(APPLY WHAT YOU READ)
a. In the news report on Algeria's insurgency, how many children were among the 75 people killed in the two massacres early Friday morning?
b. Write the next part of the news report on Algeria's insurgency, picking up after its final sentence.

TEXT FOR ANALYSIS below:

Faction’s Cease-Fire Doesn’t Quell Algeria’s Horror 105 People Killed Despite Weaker Islamic Group’s Truce

Rachid Khiari Associated Press

Algeria’s bloody insurgency shows no sign of abating despite one militant group’s cease-fire, with witnesses Saturday reporting 105 people killed in a 48-hour spree of massacres and bombings.

Four days after the Islamic Salvation Army began its truce, attacks characteristic of the rival Armed Islamic Group targeted schools, apartment buildings and a wedding, with dozens of children among the victims.

Many residents of Blida, a garrison town 30 miles south of Algiers, fled their homes Friday night after assailants attacked with homemade rockets and bombs, killing 10 people and injuring 20, hospital sources and witnesses said.

Security forces there staged a counterattack with helicopters, but it was not known if there were any casualties.

Groups of men armed with guns and sharp-edged weapons killed 75 others - including 34 children - in two massacres early Friday morning, and a third group slaughtered 20 members of a wedding party Thursday night, witnesses said.

As usual, there was no immediate government confirmation of the killings and no claim of responsibility, but suspicion fell on the Islamic militants whose 5-1/2-year insurgency has left more than 75,000 people dead.

The assailants in Blida cut electrical power to the neighborhoods they targeted before launching their assault, said witnesses interviewed in Algiers Saturday morning. The independent daily Liberte said the bombing targets included schools. Just after the attack, army helicopters bombarded the neighborhood for 20 minutes, said Farida Slimani, a 22-year-old medical student whose house was destroyed in the militants’ rocket attack.

End of TEXT FOR ANALYSIS.
DATASET ENTRIES below:

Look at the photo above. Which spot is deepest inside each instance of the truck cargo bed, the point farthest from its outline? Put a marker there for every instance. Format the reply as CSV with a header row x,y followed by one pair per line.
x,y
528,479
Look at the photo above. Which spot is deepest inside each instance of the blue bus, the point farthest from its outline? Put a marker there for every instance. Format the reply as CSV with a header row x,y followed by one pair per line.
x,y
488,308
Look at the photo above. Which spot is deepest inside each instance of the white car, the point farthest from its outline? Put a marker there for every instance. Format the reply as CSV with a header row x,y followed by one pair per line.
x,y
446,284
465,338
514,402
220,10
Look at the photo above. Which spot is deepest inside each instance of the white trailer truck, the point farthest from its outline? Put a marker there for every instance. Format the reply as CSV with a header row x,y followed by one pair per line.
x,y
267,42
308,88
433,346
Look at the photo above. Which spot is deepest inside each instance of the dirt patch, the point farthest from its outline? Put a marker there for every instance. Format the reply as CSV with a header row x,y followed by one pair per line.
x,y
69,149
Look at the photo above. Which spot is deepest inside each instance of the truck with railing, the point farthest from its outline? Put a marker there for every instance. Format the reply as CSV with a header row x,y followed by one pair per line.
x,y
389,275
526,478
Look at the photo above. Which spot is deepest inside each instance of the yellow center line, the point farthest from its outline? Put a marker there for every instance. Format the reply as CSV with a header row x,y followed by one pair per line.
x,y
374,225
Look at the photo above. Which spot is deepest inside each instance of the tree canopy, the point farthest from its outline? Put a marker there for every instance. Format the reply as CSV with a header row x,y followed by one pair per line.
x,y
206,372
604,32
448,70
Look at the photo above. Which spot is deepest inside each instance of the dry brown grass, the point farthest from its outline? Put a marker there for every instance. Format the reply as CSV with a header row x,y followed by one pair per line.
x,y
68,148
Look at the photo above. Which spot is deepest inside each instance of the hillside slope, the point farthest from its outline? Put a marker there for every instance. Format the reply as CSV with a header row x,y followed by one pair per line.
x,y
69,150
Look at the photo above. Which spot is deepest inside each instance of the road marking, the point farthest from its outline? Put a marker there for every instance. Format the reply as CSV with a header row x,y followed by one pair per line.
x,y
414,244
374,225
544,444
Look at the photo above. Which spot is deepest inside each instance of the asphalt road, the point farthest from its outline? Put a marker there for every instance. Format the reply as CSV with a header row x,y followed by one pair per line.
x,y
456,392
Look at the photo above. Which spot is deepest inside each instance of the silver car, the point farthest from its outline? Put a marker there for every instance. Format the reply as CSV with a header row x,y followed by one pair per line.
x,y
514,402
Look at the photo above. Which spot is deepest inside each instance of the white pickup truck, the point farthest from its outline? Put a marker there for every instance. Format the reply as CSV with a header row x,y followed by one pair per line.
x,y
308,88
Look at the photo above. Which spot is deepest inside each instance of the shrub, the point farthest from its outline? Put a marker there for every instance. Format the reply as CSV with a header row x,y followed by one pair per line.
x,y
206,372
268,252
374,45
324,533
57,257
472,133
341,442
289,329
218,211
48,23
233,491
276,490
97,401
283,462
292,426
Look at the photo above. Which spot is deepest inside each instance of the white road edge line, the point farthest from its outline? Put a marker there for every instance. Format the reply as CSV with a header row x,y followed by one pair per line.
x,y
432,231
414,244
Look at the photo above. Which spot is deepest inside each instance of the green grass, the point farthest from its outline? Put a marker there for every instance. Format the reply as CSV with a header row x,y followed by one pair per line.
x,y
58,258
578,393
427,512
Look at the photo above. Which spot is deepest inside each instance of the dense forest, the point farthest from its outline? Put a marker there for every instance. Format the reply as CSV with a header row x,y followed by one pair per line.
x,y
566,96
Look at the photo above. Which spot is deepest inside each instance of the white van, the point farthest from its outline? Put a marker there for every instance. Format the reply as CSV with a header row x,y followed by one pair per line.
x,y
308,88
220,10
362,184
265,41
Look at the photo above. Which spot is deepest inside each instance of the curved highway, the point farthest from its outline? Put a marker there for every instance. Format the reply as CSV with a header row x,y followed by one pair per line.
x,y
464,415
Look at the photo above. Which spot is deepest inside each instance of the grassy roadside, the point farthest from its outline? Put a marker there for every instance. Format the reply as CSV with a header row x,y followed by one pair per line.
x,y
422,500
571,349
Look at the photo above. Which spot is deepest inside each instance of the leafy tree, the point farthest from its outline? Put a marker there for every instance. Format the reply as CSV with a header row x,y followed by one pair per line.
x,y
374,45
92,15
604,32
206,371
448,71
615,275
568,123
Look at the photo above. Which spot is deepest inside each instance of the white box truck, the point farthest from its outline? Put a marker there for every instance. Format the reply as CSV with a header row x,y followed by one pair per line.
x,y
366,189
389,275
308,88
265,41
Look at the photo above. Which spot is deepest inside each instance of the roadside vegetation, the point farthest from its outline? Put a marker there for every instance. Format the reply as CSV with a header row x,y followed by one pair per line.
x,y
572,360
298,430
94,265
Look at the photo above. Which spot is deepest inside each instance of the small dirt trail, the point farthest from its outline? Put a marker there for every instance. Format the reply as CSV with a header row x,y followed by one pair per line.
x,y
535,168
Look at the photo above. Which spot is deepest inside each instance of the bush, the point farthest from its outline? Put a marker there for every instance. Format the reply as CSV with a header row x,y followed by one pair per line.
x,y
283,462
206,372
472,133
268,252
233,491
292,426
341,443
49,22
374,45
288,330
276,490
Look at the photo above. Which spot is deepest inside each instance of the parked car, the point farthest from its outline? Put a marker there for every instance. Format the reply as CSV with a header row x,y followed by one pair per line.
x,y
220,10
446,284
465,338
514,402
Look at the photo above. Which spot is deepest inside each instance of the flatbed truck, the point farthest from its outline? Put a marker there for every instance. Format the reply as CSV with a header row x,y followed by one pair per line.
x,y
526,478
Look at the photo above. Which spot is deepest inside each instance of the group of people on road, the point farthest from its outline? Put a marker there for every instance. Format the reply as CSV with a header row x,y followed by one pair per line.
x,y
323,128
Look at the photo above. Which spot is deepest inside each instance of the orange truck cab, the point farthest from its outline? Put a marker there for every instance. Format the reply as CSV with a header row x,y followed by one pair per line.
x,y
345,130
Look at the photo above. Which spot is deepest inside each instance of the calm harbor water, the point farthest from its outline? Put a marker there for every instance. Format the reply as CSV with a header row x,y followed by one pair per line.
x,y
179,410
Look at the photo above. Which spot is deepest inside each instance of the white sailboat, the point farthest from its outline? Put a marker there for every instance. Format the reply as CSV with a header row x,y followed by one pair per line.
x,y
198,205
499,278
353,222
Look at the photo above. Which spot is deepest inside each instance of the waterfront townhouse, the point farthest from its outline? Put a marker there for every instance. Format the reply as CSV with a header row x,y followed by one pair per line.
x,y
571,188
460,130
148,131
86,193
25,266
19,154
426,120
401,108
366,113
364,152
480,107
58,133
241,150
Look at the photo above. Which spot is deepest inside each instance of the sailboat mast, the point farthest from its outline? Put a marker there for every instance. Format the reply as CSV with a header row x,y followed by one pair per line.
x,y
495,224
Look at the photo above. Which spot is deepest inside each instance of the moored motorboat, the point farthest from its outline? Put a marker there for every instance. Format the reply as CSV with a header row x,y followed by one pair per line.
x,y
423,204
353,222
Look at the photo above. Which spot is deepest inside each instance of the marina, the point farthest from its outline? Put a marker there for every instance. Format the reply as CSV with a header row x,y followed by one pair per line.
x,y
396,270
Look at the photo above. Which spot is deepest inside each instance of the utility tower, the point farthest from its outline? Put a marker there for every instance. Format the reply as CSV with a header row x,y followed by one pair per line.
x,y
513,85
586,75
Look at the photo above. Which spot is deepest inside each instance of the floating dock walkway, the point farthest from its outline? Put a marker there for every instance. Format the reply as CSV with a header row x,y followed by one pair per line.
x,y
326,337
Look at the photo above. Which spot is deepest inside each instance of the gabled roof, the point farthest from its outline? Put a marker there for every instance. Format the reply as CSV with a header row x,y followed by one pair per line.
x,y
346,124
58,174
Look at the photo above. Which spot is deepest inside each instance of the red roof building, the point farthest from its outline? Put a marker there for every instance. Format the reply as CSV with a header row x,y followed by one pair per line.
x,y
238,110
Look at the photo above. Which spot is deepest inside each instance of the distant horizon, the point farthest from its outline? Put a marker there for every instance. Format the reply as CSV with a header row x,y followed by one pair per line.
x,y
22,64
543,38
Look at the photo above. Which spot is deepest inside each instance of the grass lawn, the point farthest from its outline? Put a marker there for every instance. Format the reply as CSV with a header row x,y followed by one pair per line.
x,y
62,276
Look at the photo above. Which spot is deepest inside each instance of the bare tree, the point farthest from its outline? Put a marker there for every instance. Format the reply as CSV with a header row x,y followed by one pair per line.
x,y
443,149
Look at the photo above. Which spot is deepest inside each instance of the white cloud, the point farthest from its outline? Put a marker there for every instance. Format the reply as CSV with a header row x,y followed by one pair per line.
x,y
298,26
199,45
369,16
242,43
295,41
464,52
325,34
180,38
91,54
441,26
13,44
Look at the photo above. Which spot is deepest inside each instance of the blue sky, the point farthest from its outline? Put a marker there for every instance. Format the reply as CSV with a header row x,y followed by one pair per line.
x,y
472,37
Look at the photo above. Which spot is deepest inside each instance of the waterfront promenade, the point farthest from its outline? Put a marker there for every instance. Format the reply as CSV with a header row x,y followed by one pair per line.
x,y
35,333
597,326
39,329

End of DATASET ENTRIES.

(YOUR RESPONSES)
a. 34 children.

b.
Blida is a stronghold of the Armed Islamic Group, Algeria’s most violent insurgent faction, which has ignored the cease-fire called by its weaker rival, the Islamic Salvation Army.

In Mahelma, a village just outside Blida, assailants slit the throats or cut off the heads of 26 adults and 12 children in a predawn attack Friday and then set their bodies on fire, witnesses said. The attackers injured dozens of people and kidnapped two women.

At about the same time, armed men killed 37 people - including 22 children - in a similar massacre at the village of Ouled Benaissa, 30 miles south of Blida, the hospital sources said.

And in Kharrouba, a village near Oran 220 miles west of Algiers, armed attackers broke up a Thursday night wedding, killing 20 people aged 15 to 20 and injuring 30 others, a hospital source said.

Nine of the victims were decapitated, and one was hacked to death with a machete when he tried to intervene.

The insurgency began after the military canceled a 1992 parliamentary election runoff that Islamic fundamentalist parties were poised to win. The militants want to overthrow the government and establish a state based on Koranic law.